--- Begin DATA SHOWN ---
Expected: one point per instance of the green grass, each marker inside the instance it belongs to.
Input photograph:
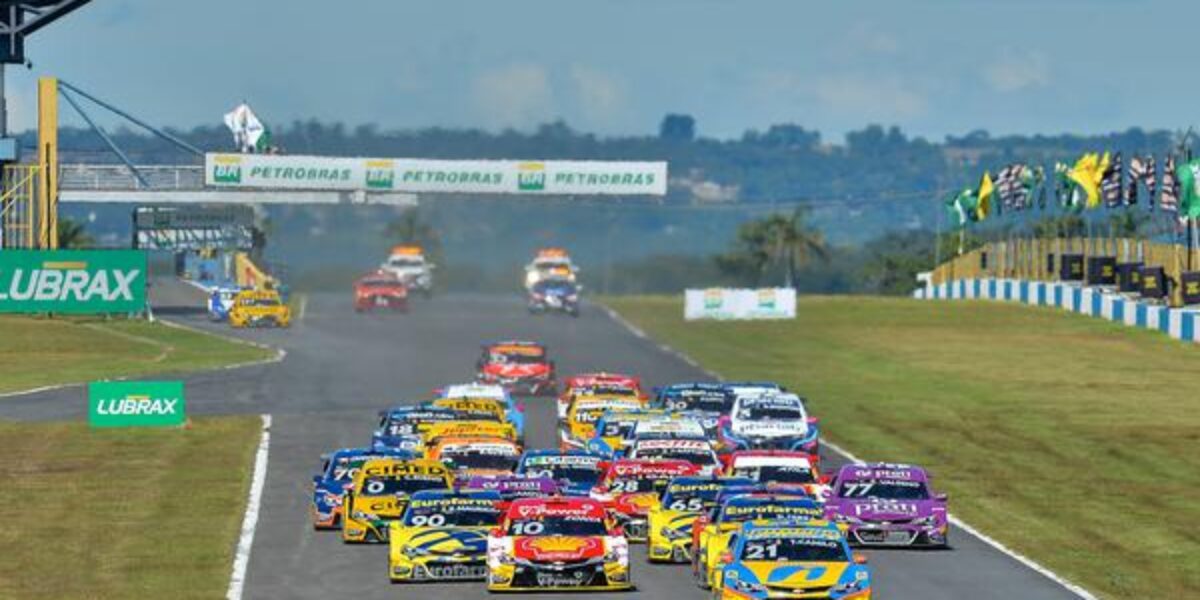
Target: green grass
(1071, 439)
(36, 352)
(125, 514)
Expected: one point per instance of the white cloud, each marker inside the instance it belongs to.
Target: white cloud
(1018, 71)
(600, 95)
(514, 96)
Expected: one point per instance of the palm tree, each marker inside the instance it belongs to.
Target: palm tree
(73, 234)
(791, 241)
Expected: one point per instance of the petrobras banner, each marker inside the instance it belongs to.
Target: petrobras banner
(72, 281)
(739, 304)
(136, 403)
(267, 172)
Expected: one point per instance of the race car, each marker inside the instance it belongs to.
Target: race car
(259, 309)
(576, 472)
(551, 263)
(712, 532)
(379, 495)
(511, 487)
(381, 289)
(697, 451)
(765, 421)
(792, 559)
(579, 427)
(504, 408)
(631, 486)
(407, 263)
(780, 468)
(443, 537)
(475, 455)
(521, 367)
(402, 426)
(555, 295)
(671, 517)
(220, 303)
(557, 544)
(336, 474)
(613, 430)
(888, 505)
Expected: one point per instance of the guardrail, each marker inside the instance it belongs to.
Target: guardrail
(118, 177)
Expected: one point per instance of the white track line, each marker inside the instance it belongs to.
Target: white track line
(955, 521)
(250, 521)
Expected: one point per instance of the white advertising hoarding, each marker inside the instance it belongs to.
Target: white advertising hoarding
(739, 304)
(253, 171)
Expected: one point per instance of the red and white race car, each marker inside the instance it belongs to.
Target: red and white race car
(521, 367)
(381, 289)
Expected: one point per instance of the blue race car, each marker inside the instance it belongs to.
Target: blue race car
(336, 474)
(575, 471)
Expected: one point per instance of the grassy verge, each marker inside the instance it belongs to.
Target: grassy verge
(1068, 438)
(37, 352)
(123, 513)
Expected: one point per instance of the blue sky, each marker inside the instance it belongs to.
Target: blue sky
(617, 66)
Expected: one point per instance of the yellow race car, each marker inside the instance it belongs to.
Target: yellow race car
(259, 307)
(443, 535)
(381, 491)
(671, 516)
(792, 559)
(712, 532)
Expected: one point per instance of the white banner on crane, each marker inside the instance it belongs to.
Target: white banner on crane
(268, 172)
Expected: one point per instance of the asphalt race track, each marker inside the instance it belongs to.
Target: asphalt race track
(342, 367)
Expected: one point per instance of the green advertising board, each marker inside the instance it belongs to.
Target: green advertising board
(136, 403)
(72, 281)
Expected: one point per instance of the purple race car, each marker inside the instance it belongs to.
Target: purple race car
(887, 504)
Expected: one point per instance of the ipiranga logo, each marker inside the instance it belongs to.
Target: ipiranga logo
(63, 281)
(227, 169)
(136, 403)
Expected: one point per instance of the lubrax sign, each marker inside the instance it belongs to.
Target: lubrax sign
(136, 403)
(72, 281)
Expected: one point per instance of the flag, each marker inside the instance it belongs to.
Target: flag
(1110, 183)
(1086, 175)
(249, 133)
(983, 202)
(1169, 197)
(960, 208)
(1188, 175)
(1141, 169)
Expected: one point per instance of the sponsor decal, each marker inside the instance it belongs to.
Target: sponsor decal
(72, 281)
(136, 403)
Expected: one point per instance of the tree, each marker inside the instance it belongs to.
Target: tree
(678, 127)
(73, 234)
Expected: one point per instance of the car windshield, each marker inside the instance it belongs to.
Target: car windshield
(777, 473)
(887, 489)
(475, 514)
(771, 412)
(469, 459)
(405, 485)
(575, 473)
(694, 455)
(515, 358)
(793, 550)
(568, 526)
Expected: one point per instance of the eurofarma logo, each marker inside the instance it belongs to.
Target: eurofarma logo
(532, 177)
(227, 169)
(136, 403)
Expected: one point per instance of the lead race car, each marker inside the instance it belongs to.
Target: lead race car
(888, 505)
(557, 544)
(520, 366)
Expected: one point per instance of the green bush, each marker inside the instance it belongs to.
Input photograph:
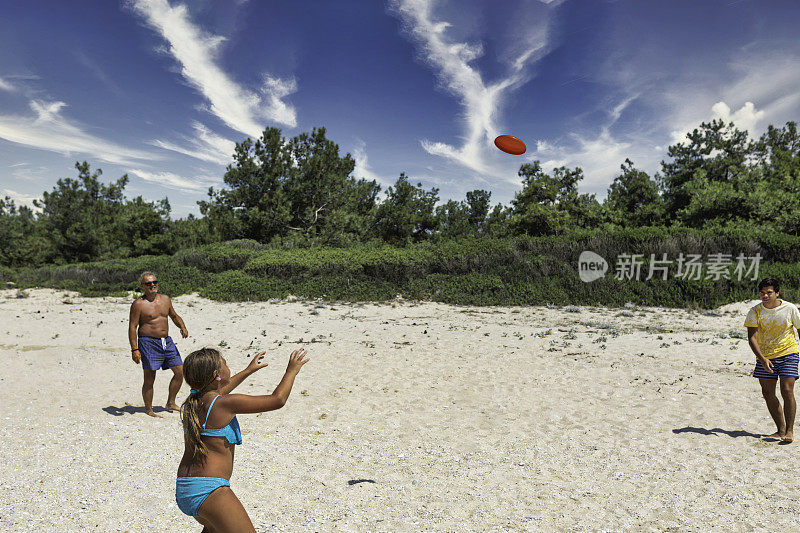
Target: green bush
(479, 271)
--- End DATA SHOWN ---
--- Begin DATA SHOWN ---
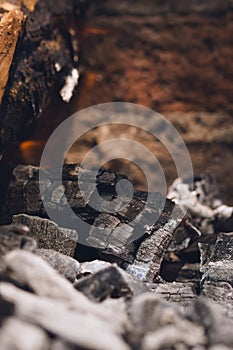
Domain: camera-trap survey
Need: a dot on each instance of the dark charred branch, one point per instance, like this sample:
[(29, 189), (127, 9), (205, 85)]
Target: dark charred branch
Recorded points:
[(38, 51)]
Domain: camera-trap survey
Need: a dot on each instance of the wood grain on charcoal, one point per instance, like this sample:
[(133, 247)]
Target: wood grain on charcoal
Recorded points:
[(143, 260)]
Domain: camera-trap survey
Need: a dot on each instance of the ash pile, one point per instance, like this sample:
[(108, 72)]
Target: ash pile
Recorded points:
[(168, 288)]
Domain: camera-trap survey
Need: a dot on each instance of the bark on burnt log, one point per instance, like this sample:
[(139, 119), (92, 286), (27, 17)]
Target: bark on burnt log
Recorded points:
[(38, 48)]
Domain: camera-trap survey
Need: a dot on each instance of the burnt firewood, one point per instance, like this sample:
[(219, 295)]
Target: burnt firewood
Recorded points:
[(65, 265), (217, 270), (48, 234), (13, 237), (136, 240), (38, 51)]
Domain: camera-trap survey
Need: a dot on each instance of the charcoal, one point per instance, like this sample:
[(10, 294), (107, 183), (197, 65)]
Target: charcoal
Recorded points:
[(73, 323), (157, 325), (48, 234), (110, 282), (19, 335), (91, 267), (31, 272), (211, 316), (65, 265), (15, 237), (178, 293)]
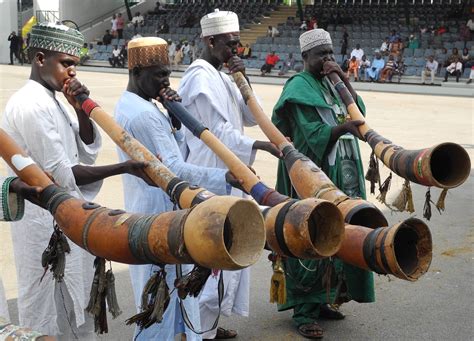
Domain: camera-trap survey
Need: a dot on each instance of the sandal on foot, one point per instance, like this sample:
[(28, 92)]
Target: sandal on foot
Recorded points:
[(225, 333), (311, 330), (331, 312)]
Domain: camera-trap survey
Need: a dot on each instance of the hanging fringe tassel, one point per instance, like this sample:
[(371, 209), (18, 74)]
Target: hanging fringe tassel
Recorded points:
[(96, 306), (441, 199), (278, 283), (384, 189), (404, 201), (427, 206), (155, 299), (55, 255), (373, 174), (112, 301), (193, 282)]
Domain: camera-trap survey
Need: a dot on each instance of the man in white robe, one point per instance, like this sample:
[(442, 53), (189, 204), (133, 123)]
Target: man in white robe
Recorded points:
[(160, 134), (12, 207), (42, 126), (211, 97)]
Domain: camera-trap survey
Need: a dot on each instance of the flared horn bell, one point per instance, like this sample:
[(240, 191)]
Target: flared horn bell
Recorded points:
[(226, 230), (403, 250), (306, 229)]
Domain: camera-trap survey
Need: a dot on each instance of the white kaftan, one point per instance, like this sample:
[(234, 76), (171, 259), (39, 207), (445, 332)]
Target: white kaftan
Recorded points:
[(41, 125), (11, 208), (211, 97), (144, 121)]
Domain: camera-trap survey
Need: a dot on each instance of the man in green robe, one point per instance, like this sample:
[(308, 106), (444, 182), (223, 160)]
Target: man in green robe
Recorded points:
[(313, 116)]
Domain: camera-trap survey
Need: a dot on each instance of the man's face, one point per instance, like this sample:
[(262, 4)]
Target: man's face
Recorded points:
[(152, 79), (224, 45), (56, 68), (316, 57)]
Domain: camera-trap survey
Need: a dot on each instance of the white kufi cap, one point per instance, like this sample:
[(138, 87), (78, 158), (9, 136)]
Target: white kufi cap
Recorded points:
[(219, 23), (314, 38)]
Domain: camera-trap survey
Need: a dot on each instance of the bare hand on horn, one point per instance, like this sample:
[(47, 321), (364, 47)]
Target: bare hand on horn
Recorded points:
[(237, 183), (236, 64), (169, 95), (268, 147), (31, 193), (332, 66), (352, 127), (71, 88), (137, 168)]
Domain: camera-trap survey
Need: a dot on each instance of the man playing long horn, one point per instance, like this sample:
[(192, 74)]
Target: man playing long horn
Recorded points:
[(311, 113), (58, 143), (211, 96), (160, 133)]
--- End DATA SHOWN ---
[WHAT YOU HAVE TO DO] Please switch every "Target" to "Label" in the rows, starting with the line that contains "Expected: one point per instance of the grassy" and going on through the line that contains "(1141, 169)". Return only those lines, with everything else left unchanged.

[TASK SOLUTION]
Expected: one point per instance of the grassy verge, each marker inside the instance it belongs to.
Label: grassy verge
(1068, 438)
(37, 352)
(123, 513)
Expected: one point per instance of the blue sky, each marker inside the instance it belongs to.
Label: blue sky
(617, 66)
Expected: one point per instance of the yellow race car, each marker inside the instance it belongs to.
Label: yellow race car
(259, 307)
(443, 535)
(381, 491)
(671, 516)
(792, 559)
(712, 532)
Expected: one point per instance of the white banner on crane, each marker inside the instance it belongs to.
Label: white banner on crane
(268, 172)
Expected: one point per instance of the asphalt race track, each marker inside the instance it belongs to.
Label: asphalt race track
(342, 367)
Expected: one point per instance of the green advertising board, each marker inside the instance it belongs to.
Label: green advertising board
(136, 403)
(72, 281)
Expected: one point per instance of the purple race car, each marker inside the instance it belongs to.
Label: purple race car
(887, 504)
Expected: one point per instance of the ipiranga logo, each marker inside the instance it belongs to.
Label: ipiranga logo
(63, 281)
(227, 169)
(136, 403)
Expected: one point per instance of the lubrax sign, each marker inside the instance it belongs to.
Label: lubrax sign
(136, 403)
(72, 281)
Expected: one point per instance of the flag, each marker inside the instance it belongs to.
Label: flag
(1110, 183)
(1086, 175)
(249, 133)
(983, 202)
(1169, 197)
(960, 208)
(1188, 175)
(1141, 169)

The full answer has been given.